▶ Document:
┄┄┄┄┄┄

In the aftermath of the Texans' 20-13 loss to the Ravens last Sunday, the question I was asked most frequently by my Twitter followers (other than the terms and conditions of Jacoby Jones's contract) was, "What do you think 'Texans Super Bowl Tattoo Guy' is thinking?"
Truth be told, after any potential 2011 season-crushing play or injury from about Week 10 on, the question I was asked most frequently by my Twitter followers was "What do you think 'Texans Super Bowl Tattoo Guy' is thinking?"
After hearing that exact question about fifty times this week, I figured there's only one way to find out -- ask "Texans Super Bowl Tattoo Guy" directly!
So that's what I did.
"Texans Super Bowl Tattoo Guy" is Chris Brown, a native Houstonian who now makes his home in Midland. Like many of you, he has a wife, a family, and a job (in the oil business) at which he works hard.
Also like many of you, Chris Brown is a Houston Texans fan. As someone who grew up watching and rooting for the Oilers, he saw the logical progression in adopting the Texans as his new team when they were officially born and named in 2000, even if he didn't live in Houston anymore.
His fandom manifests itself in many unique ways.

┄┄┄┄┄┄

▶ Task directions: For each statement, answer yes or no according to the article about the Texans fan, and quote the words from it that decide the answer. 1. The Texans lost to the Ravens by a score of 20-13. 2. Chris Brown still lives in Houston. 3. Chris Brown works in the oil business. The rows that follow are separate material and have no connection to the article about the Texans fan.

┄┄┄┄┄┄

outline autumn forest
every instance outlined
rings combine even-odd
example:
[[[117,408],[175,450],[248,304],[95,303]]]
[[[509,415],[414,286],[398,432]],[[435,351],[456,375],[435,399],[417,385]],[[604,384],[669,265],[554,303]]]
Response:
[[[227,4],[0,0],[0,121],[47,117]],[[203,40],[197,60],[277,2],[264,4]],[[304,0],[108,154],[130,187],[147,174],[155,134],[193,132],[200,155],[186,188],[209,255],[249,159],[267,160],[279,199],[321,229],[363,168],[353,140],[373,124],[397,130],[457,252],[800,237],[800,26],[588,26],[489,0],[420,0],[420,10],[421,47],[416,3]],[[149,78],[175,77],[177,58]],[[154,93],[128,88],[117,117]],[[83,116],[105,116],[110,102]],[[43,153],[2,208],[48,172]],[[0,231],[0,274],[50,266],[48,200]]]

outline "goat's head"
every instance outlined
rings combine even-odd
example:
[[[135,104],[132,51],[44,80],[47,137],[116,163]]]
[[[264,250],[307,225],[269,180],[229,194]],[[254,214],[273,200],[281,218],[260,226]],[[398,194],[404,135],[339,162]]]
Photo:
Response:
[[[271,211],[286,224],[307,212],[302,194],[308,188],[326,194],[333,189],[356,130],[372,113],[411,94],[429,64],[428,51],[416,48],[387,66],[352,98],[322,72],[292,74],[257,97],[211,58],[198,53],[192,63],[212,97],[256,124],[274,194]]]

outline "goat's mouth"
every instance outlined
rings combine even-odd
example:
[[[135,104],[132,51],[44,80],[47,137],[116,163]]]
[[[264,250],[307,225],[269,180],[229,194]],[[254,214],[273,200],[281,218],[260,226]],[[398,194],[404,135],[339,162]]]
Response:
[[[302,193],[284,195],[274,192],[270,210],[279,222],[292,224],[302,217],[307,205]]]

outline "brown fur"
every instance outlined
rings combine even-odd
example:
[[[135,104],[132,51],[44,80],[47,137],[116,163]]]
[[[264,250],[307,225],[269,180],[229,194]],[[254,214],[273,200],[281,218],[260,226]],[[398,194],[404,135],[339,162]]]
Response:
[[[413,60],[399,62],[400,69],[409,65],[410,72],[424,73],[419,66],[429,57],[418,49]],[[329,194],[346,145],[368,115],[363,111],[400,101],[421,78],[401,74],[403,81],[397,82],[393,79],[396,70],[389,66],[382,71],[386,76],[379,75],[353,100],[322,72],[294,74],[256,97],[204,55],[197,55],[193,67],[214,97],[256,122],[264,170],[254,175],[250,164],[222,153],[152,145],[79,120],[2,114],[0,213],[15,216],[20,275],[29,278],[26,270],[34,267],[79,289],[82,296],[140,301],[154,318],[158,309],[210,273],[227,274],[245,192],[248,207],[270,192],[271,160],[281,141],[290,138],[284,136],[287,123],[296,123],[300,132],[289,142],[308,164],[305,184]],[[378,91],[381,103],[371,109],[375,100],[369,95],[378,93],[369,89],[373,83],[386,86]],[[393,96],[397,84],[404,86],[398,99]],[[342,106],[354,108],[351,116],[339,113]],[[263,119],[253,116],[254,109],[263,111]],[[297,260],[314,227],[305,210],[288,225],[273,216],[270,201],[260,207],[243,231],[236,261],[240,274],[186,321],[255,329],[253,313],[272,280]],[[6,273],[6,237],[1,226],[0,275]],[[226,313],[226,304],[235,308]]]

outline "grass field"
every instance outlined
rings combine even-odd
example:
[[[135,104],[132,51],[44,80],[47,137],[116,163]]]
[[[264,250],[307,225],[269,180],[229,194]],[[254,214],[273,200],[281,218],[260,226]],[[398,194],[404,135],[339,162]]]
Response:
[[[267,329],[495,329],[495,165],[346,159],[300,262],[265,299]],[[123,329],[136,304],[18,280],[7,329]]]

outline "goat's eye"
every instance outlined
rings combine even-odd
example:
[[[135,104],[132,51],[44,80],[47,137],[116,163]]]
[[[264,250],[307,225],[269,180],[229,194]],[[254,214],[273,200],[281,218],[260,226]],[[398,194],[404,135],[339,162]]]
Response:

┄┄┄┄┄┄

▶ Expected output:
1. Yes: "In the aftermath of the Texans' 20-13 loss to the Ravens last Sunday"
2. No: "a native Houstonian who now makes his home in Midland"
3. Yes: "a job (in the oil business) at which he works hard"